-- begin --

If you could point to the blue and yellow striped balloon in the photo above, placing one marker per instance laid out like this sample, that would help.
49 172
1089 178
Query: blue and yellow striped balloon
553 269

-- end --
-- begin --

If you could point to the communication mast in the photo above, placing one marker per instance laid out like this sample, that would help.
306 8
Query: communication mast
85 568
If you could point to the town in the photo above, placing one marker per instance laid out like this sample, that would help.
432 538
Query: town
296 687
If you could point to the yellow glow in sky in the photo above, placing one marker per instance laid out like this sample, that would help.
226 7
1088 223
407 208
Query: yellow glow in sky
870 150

-- end --
-- begin --

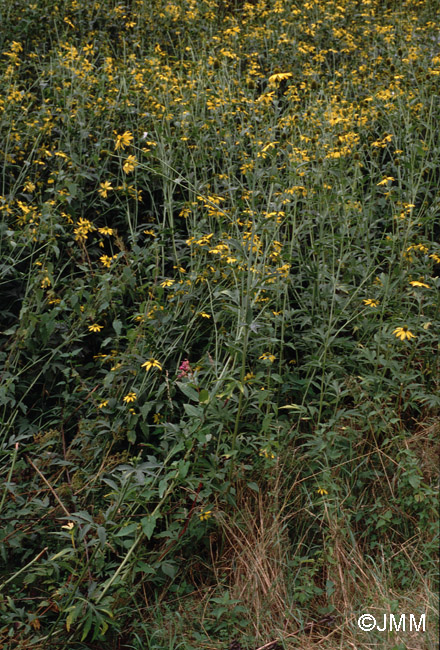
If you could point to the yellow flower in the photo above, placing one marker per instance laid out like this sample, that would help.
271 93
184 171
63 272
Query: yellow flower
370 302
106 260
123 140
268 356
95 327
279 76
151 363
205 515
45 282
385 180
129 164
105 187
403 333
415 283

-- end --

Report how many lines of the listing above contain the word "balloon", giving only the number.

2